## Belge
----
19 Ağustos 2016 Cuma

KAPİTALİZMİN VE DEVLETİN SONU GELDİ Mİ?




Geçen gün feysbuk’ta bir arkadaşım paylaşmamış olsaydı 12.02.2015 tarihli BirGün gazetesinde yayınlanmış olan Berkant Gültekin’in Prof.Dr.Cem EROĞUL ile yapmış olduğu  Söyleşi*’den haberim olmayacaktı. Söyleşiyi okuduğumda dikkatimi çeken ve kafama yatmayan bazı hususlar oldu.  Onları sizlerle paylaşmak isterim. Öncelikle belirtmeliyim ki, uzun yıllar Mülkiyede dersler veren; anayasa hukuku ve Marxist devlet kuramı üzerine çalışmaları olan değerli Hoca Prof.Dr. Cem EROĞUL'un “kapitalizmin ve devletin sonu”, “proletarya diktatörlüğü” gibi.. konularda kafasının  karışık; zihninin  bulanık olduğunu tespit ettim.. EROĞUL, nesnel dediği yerde öznelliğe  düşmüş; ve soyut düşüncenin büyüsüne kapılmış. Ve bir şekilde, eleştirmiş olduğu Kapitalist düzen(leniş)in  kucağına düşmüş.  

Nasıl mı?

EROĞUL, söyleşisinde, bir soru üzerine,  Aşağı yukarı 500 yıldır devam eden kapitalizmin sonuna gelmiş bulunuyoruz.(abç). Nesnel olarak gelmiş bulunuyoruz, kapitalizmin artık nefesi tükendi, bu düzenin devam etmesine imkân yok. Kâr peşinde koşarak çarkı döndürmek mümkün değil artık. Bugün üretim güçlerinin eriştiği bu verimlilik düzeyinde, 7 milyar insanın asgari ihtiyaçlarını, zorunlu çalışma olmadan, ücretli emek olmadan karşılama imkânı mevcut. Sadece gönüllüler, dünyada bilmem kaç milyon insan, “Ben çalışmak istiyorum” desin yeter. Emek verimliliği öylesine büyüdü ki, artık üretim güçlerini geliştirmek için, kâr etme dürtüsünü kullanarak işçi emekgücünden artı-değer yaratma çağı bitti. Marx bunu Grundrisse’de söylüyor: ‘Bilimin üretimde kullanılmasıyla üretim güçlerinde öylesine muazzam bir ilerleme sağlanacak ki’ diyor; ’O noktadan sonra artık işçiyi sömürerek artı-değer yaratmak anlamsız hale gelecek. O zaman da kapitalizmin nesnel dayanağı kalmayacak.’ Artık dayanağı kalmadı gerçekten; kapitalizmin sonuna gelindi.(abç)
----
Nesnelerin göründüğü yerlere ilişkin veri kümesi satırları

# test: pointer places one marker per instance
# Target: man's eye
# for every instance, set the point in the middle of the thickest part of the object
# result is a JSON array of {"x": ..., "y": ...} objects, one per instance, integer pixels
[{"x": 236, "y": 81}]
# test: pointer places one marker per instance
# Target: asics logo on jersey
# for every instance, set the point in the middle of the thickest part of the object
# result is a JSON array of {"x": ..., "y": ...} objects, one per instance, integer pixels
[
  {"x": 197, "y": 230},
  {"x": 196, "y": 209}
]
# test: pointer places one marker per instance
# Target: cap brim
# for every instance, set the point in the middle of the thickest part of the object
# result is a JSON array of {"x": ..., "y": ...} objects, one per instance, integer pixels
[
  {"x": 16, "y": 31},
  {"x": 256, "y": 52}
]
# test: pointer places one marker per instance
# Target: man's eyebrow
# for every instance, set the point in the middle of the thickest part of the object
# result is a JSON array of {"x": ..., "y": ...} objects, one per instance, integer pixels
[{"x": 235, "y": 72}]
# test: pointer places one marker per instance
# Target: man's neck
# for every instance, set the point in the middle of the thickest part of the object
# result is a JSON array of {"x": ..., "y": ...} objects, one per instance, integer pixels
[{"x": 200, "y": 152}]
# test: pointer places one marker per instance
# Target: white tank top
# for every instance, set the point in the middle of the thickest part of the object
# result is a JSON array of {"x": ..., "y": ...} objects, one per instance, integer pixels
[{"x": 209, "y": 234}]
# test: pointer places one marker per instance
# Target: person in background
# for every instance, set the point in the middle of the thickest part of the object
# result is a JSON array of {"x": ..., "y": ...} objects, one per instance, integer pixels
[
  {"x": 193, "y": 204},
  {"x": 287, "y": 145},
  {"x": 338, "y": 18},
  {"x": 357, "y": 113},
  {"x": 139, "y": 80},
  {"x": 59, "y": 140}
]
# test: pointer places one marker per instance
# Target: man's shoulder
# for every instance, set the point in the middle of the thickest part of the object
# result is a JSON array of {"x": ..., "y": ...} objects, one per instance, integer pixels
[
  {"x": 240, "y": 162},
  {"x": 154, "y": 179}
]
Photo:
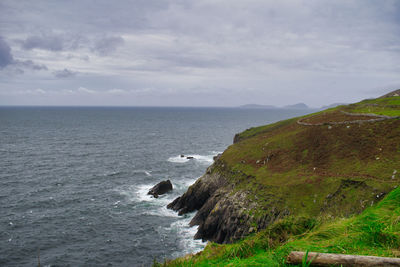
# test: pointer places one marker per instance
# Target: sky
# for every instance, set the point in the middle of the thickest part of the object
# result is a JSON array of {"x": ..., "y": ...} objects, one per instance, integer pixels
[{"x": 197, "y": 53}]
----
## Yönergeler
1. Kapitalizmin sonu üzerine yazıya göre aşağıdaki soruları yanıtlayın.
(a) Söyleşi hangi gazetede ve hangi tarihte yayımlanmıştır?
(b) Eroğul'a göre kapitalizm aşağı yukarı kaç yıldır sürmektedir?
(c) Eroğul, Marx'ın hangi eserinden alıntı yapmaktadır?
2. Aşağıdaki ifadelerin kapitalizmin sonu üzerine yazıyla uyuşup uyuşmadığını belirtin. Her yanıtı, yazıdan belirleyici sözcükleri aynen alıntılayarak destekleyin.
(a) Yazar, söyleşiden bir arkadaşının feysbuk'taki paylaşımı sayesinde haberdar olmuştur.
(b) Eroğul'a göre 7 milyar insanın asgari ihtiyaçları ancak ücretli emekle karşılanabilir.
(c) Söyleşiyi Berkant Gültekin yapmıştır.
3. Kapitalizmin sonu üzerine yazıyı son cümlesinden sonra sürdürün.

## Görevlere Göre Yanıtlar
1.
(a) BirGün gazetesinde, 12.02.2015 tarihinde.
(b) Aşağı yukarı 500 yıldır.
(c) Grundrisse'den.

2.
(a) Evet: "feysbuk’ta bir arkadaşım paylaşmamış olsaydı"
(b) Hayır: "ücretli emek olmadan karşılama imkânı mevcut"
(c) Evet: "Berkant Gültekin’in Prof.Dr.Cem EROĞUL ile yapmış olduğu"

3.
“Ama tabii sömürü düzeni kendiliğinden yıkılmayacak.(abç) İnsanlık(?) (abç), bu gereği yerine getirmezse, barbarlık ve çok yaygın faşizmler olacak. Üstelik, sanırım daha da büyük bir dönüşümün arifesindeyiz: Devletin de sonuna geliniyor.(abç) Bu da Marx’ın öngördüğü bir şey. Kapitalizmin ortadan kalkmasıyla birlikte devletin de temel işlevi bitecektir. Dolayısıyla artık “Proletarya Diktatörlüğü” tezi de geçerliliğini yitirmiştir. Yepyeni bir şeye(?) doğru gidiyoruz. Köklü iklim değişikliği olduğu gibi, toplumsal yaşamda da çok köklü bir düzen değişikliğinin arifesindeyiz.(abç) Bunu görürsünüz ya da görmezsiniz. Ben böyle olduğunu düşünüyorum.   demektedir.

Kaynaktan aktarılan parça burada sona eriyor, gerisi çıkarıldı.